* BEGIN PROVIDED ENTRIES *
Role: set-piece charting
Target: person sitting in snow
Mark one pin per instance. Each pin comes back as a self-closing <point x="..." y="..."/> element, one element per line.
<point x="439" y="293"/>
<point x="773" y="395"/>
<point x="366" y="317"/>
* END PROVIDED ENTRIES *
Copy every one of the records above word for word, changing nothing.

Role: set-piece charting
Target: person sitting in snow
Mark one pin per instance. Each pin comes back as a self-closing <point x="..." y="..."/> element, one element per line.
<point x="439" y="293"/>
<point x="773" y="395"/>
<point x="366" y="317"/>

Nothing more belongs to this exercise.